AIM.
Reproduce verbatim every line from the one that includes "Drop a point on every instance of the blue plastic" to the closing line of the entries; omit everything before it.

RECORD EXTRACTS.
"""

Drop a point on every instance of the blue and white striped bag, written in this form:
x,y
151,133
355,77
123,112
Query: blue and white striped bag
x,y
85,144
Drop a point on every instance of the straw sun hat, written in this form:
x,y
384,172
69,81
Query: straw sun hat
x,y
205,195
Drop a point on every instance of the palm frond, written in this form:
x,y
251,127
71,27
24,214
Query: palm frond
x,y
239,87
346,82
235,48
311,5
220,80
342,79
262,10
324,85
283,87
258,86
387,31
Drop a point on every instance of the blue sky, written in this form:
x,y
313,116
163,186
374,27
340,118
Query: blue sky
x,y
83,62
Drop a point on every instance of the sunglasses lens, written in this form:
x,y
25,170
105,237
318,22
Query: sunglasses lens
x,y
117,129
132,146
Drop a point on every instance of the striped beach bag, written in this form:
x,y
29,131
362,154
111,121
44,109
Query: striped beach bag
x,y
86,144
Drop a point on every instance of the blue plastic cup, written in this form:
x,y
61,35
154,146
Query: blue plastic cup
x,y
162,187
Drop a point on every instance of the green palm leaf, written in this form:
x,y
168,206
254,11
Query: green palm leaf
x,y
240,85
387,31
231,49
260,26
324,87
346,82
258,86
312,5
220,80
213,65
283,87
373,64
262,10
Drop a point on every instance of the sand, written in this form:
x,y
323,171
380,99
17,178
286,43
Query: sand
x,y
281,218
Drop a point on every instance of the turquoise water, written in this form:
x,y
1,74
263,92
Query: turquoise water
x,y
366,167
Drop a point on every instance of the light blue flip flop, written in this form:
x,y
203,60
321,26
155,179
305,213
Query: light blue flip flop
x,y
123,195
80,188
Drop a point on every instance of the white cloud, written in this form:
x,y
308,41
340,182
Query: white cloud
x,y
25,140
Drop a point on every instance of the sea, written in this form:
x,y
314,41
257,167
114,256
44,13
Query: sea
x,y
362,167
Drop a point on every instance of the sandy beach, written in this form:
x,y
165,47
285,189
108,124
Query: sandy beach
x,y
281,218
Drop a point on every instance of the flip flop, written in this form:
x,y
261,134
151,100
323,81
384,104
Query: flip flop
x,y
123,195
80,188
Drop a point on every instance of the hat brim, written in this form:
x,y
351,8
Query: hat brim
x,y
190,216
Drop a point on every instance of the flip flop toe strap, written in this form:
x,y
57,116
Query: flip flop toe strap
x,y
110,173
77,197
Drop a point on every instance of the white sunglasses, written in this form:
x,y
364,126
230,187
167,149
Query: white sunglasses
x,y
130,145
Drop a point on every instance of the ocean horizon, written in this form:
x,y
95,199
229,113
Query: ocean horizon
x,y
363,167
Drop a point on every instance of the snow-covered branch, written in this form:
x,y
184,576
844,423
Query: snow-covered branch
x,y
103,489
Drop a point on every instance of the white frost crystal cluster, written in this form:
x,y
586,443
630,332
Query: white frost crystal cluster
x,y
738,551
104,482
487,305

"""

ANSWER FOR THIS EXERCISE.
Drop a point on every instance of the blue plastic cup, written in this form:
x,y
61,35
154,146
Query: blue plastic cup
x,y
162,187
Drop a point on every instance of the green palm leaf, written in this form:
x,y
168,206
254,11
Query: green palm leaf
x,y
240,85
387,31
231,49
260,26
324,87
346,82
258,86
312,5
220,80
213,65
283,87
373,64
262,10
Drop a point on every instance of the sand, written in this form:
x,y
323,171
380,99
17,178
286,43
Query: sand
x,y
281,218
Drop a point on every instance of the turquoise water, written in this form:
x,y
1,74
263,92
Query: turquoise water
x,y
366,167
Drop a point on every instance of the light blue flip flop, written in this form:
x,y
203,60
321,26
155,179
305,213
Query: light blue flip flop
x,y
123,195
80,188
Drop a point on every instance of the white cloud, written in this form:
x,y
308,41
340,182
Query: white cloud
x,y
25,140
Drop a point on every instance of the sea, written in this form:
x,y
314,41
257,167
114,256
44,13
Query: sea
x,y
362,167
Drop a point on every instance of the sandy beach, written in this form:
x,y
165,47
285,189
108,124
Query: sandy beach
x,y
281,218
Drop a point on every instance of the flip flop, written in this form:
x,y
261,134
151,100
323,81
384,104
Query: flip flop
x,y
123,195
80,188
Drop a point on every instance of the hat brim, written in this form:
x,y
351,8
Query: hat brim
x,y
190,216
Drop a point on every instance of the flip flop toe strap, written in this form:
x,y
57,116
Query: flip flop toe strap
x,y
110,173
77,197
Drop a point on every instance of the white sunglasses, written in this form:
x,y
364,126
230,187
167,149
Query: white sunglasses
x,y
130,145
Drop a point on every instance of the ocean horizon, written in this form:
x,y
95,199
229,113
Query: ocean horizon
x,y
363,167
Drop a point on every instance of the snow-covered branch, written in this form:
x,y
184,576
844,423
Query: snow-covered branch
x,y
103,489
Drop a point on every instance of the white frost crystal cluster, written in this form:
x,y
586,443
630,332
Query: white frost crystal cluster
x,y
738,551
104,482
487,305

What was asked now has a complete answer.